[Collected data]
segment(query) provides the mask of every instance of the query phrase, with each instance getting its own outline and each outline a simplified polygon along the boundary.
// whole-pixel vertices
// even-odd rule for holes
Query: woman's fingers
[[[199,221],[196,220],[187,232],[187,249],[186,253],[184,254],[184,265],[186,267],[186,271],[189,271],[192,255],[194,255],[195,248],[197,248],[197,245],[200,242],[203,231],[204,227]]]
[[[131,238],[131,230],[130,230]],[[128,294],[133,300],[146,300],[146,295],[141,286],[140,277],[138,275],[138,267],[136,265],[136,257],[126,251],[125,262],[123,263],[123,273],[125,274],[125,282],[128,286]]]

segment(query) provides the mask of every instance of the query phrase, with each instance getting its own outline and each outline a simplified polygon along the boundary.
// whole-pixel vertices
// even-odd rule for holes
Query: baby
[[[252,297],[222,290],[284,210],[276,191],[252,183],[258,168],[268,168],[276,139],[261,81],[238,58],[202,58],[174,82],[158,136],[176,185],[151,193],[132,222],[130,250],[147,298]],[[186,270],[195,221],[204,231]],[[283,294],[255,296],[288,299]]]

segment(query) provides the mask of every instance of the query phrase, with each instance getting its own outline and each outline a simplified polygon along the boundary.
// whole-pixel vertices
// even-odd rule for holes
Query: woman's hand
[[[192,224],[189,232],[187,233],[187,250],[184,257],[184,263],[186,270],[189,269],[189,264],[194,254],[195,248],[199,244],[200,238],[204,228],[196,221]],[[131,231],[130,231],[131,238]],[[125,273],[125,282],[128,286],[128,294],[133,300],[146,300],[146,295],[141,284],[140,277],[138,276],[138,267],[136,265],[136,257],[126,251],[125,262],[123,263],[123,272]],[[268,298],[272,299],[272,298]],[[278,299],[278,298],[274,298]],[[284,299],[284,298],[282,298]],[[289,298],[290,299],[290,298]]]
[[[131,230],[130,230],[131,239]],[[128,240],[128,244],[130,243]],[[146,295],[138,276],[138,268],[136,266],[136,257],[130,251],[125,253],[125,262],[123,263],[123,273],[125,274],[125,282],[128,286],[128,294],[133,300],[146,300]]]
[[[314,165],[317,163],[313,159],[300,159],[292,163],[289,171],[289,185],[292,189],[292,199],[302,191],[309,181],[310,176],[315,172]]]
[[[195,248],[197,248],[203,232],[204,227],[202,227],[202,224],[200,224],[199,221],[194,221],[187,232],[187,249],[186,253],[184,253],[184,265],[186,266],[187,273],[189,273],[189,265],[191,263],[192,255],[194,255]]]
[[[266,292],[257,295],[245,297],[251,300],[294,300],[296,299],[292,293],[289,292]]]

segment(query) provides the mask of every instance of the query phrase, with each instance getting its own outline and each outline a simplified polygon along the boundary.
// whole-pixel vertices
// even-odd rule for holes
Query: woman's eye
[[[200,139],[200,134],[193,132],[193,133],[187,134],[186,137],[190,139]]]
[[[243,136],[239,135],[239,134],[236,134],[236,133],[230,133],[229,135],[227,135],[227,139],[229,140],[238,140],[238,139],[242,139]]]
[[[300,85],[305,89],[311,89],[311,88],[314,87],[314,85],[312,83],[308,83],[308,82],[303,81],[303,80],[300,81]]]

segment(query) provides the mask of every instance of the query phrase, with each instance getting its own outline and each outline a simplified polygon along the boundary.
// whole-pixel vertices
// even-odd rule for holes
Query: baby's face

* Your goal *
Copy every one of the items above line for line, with no changes.

* Answer for this exercise *
segment(query) provides the mask of every instance of the query phrase, with each instance getting its own outline and each outline a simplified polygon along the boundary.
// whole-pixel vertices
// even-odd rule for holes
Query: woman's fingers
[[[199,221],[196,220],[187,232],[187,249],[186,253],[184,254],[184,265],[186,267],[186,271],[189,271],[192,255],[194,255],[195,248],[197,248],[197,245],[200,242],[203,231],[204,227]]]
[[[131,238],[131,230],[130,230]],[[128,294],[133,300],[146,300],[146,295],[141,286],[140,277],[138,275],[138,267],[136,265],[136,257],[126,251],[125,262],[123,263],[123,273],[125,274],[125,282],[128,286]]]

segment(query) provides the mask of every instance of the query phrase, with each instance getting its own outline and each outline a simplified polygon along the boundary.
// whole-pixel vertices
// even-odd rule for holes
Query: baby
[[[252,297],[222,290],[284,210],[276,191],[252,183],[258,168],[268,168],[276,139],[261,81],[238,58],[202,58],[174,82],[158,136],[176,185],[151,193],[132,222],[130,250],[147,298]],[[186,270],[195,221],[204,231]],[[283,294],[255,296],[288,299]]]

segment(query) provides the mask of every instance of the query phrase, with each instance getting its own outline and each outline a simplified polygon along the boundary.
// whole-pixel vertices
// even-odd rule for holes
Query: woman's hand
[[[192,224],[189,232],[187,233],[187,250],[184,257],[184,263],[186,270],[189,269],[189,264],[194,254],[195,248],[199,244],[200,238],[204,228],[196,221]],[[131,231],[130,231],[131,238]],[[125,273],[125,282],[128,286],[128,294],[133,300],[146,300],[146,295],[141,284],[140,277],[138,276],[138,267],[136,265],[136,257],[126,251],[125,262],[123,263],[123,272]],[[268,298],[272,299],[272,298]],[[278,299],[278,298],[274,298]],[[284,299],[284,298],[282,298]],[[289,298],[290,299],[290,298]]]
[[[131,230],[130,230],[131,239]],[[128,240],[128,244],[130,243]],[[146,295],[138,276],[138,268],[136,266],[136,257],[130,251],[125,253],[125,262],[123,263],[123,273],[125,274],[125,282],[128,286],[128,294],[133,300],[146,300]]]
[[[314,165],[317,163],[313,159],[300,159],[292,163],[289,171],[289,185],[292,189],[292,199],[302,191],[309,181],[310,176],[315,172]]]
[[[195,248],[197,248],[203,232],[204,227],[202,227],[202,224],[200,224],[199,221],[194,221],[187,232],[187,249],[186,253],[184,253],[184,265],[186,266],[187,273],[189,273],[189,265],[191,263],[192,255],[194,255]]]
[[[266,292],[257,295],[245,297],[251,300],[294,300],[296,299],[292,293],[289,292]]]

segment(query) provides the mask of every instance of the query phrase, with each instance getting its own outline and each outline a simplified polygon along the boundary.
// whole-pixel vertices
// even-odd rule for holes
Query: woman's eye
[[[200,139],[200,134],[193,132],[193,133],[187,134],[186,137],[190,139]]]
[[[243,136],[239,135],[239,134],[236,134],[236,133],[230,133],[229,135],[227,135],[227,139],[229,140],[238,140],[238,139],[242,139]]]
[[[300,85],[305,89],[311,89],[311,88],[314,87],[314,85],[312,83],[308,83],[308,82],[303,81],[303,80],[300,81]]]

segment(query) provides the mask of every instance of the query phrase, with each instance getting its own outline and each outline a simplified polygon along the boundary.
// whole-pixel vertices
// even-odd rule for holes
Query: baby's face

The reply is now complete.